• Exercises to complete
1) From the essay on economics and human rights, copy out the passage starting with "Taking economics lessons" and going on through "economics really works.".
2) In the essay on economics and human rights, what name does the writer give to the products of one's labor?
3) Carry on the essay on economics and human rights from its final sentence.

• Exercise passage
★ ★ ★

The same is true when some naive intellectual comes up with a new economic system that he claims is more "fair," meaning that people like him with absolutely no useful skills will not have to work for a living.  The arrogance of ignorance knows no bounds.

Taking economics lessons from someone who has no money and no clue about what it is, where it comes from or what it's for is like asking my grandma to fix the internet.  It can only lead to one place:  the emergency room.

So, if you're one of those smug hippies who think they know better how to organize everybody's lives for them, then put down your goddamned bongos for half a goddamned minute and learn how economics really works.

Economics is all based on Human Rights.  Yes, you read that right.  It is all about the most basic, fundamental and universal human right there is:  the right of the individual to self-determination.  In other words, it is the individuals' right to chose his own actions rather than being compelled in his actions by force.  In the most basic terms, this means that people have the right not to be the slaves or the property of other people, even of the State.

This further means that the most fundamental human right is the right to ownership over one's own labor, and by extension, the results of one's labor.  If you go out and gather, kill, make or grow some food, then you and you alone have the right to eat that food or to decide who besides you eats that food.

Whether to feed yourself, your spouse, your offspring, your parents, your neighbor's kids or the guy who in exchange gives you some of his nice dry firewood is entirely 100% your own personal individual right to determine.   Your labor and the products of your labor (which I call stored labor) belong to you and to no one else - not your parents, not the community, not the State, not even the almighty Flying Spaghetti Monster or any other mythological being.  

Does this mean that all taxation is theft and slavery?  No, silly.  Only that all excessive taxation without democratic consent and without a return to the taxpayer of goods or services of commensurate value is theft and slavery.  There is a legitimate role for the state, but politicians seem never content to limit their power to the small handful of legitimate areas of government involvement.

Equality does not mean that people have equal assets.  There is no requirement for or benefit from that kind of fairy tale.  Equality means every person has the equal right to ownership over his or her own labor and stored labor (property).  Besides, everybody has assets whether they understand them or not.

★ ★ ★

• The data
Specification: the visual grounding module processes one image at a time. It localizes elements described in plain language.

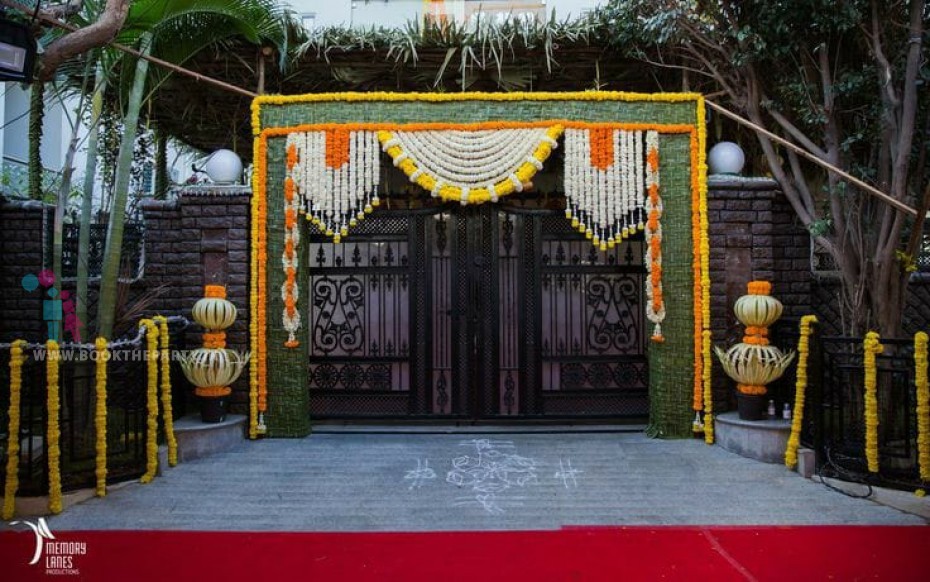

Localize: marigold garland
[249,133,268,439]
[252,91,701,110]
[785,315,817,469]
[862,331,885,473]
[94,337,110,497]
[914,331,930,481]
[691,96,714,444]
[139,319,158,483]
[645,131,665,343]
[249,91,713,443]
[690,126,704,412]
[152,318,177,467]
[3,340,26,520]
[45,340,61,513]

★ ★ ★

• Answers by task
1)
Taking economics lessons from someone who has no money and no clue about what it is, where it comes from or what it's for is like asking my grandma to fix the internet.  It can only lead to one place:  the emergency room.

So, if you're one of those smug hippies who think they know better how to organize everybody's lives for them, then put down your goddamned bongos for half a goddamned minute and learn how economics really works.

2) Stored labor.

3)
Your time is your most basic asset and property, and it is your human right to decide what to do with that asset.  Many people will choose to apply that asset to their best interests by utilizing it for the urgent matter of survival - food, shelter, clothing and security.  But if people chose to do otherwise, you can't suddenly revoke their human rights just because it's not exactly what you would have done.

Other assets that people own for themselves include innate talents, learned skills, tools, and property that meets a person's basic needs (apparel, housing, personal care implements, weapons for self-defense,  implements for communication, tokens of identity or status.)  To in any way deprive a person of his personal property is a violation of his human rights.

But what if someone appears to own far more than they actually need?

Oh?  Who gets to decide that?  You just worry about yourself and let other people worry about what they need.  To do otherwise is the height of arrogance - thinking that you know better what someone else's needs are.

Whether it is a hovel on half an acre or an estate on a thousand square miles, a person's property is a person's stored labor and therefore his life, and no one besides her has any right or claim over it.  That is even true if it was her great-great-grandfather's stored labor and not hers personally.  If you grow food (store labor) and bestow it upon your children, then it becomes their life and their right to do with as they determine.  If they exchange it for something else, then that article takes the place of stored labor and remains their right.  Because your time, tools or acreage makes it possible for you produce food, then that property is as much your human right as the sustenance you produce therewith, and bestows on you the right and duty to determine how that sustenance is disposed of.

Why is that in any way "fair" to people who don't have the same assets?  A) because "fair" is a subjective and imaginary concept that is pointless to bring up, since it involves making invalid comparisons between nonequivalent entities, and B) the basic human right to control one's labor and stored labor, if denied to anybody, is very soon denied to everybody.  If it is the poor (people suffering deprivation) you are so concerned about, then know that it is the poor who are always the first to suffer and suffer the hardest whenever this has been tried.  Equality does not mean that everyone has the same assets.  It means that everyone, without exception, has the same basic human rights - the right to ownership over one's own labor and stored labor.

With the sanctity of property explained, let's talk about wealth and where it comes from.  But let's not be confused by the concept of money, because money is not wealth.  Cash currency is at best a temporary storage container for wealth that facilitates exchange of value; nothing more.  Wealth is the ability to create things that meet one's own ongoing needs and the needs of one's dependents.  Thus, money is not wealth, and giving money to the poor does not make them un-poor.  By "needs" I refer to both the physiological needs of any human (food, water, shelter, energy, security) as well as the often paradoxical psychological needs (uniqueness and conformity, novelty and sameness).

Wealth consists of the assets I mentioned previously and occurs in the following four categories in the following order:

0.  Time and labor, which may be exchanged by agreement for basic needs;
1.  Talents and acquired marketable skills, which may be exchanged by agreement for basic needs and/or other assets;
2.  Tools which may be used to produce valuable articles for exchange;
3.  Productive property that enables the creation of desirable goods and sustenance.  Farmland,  factories, dwellings, businesses, or shares thereof.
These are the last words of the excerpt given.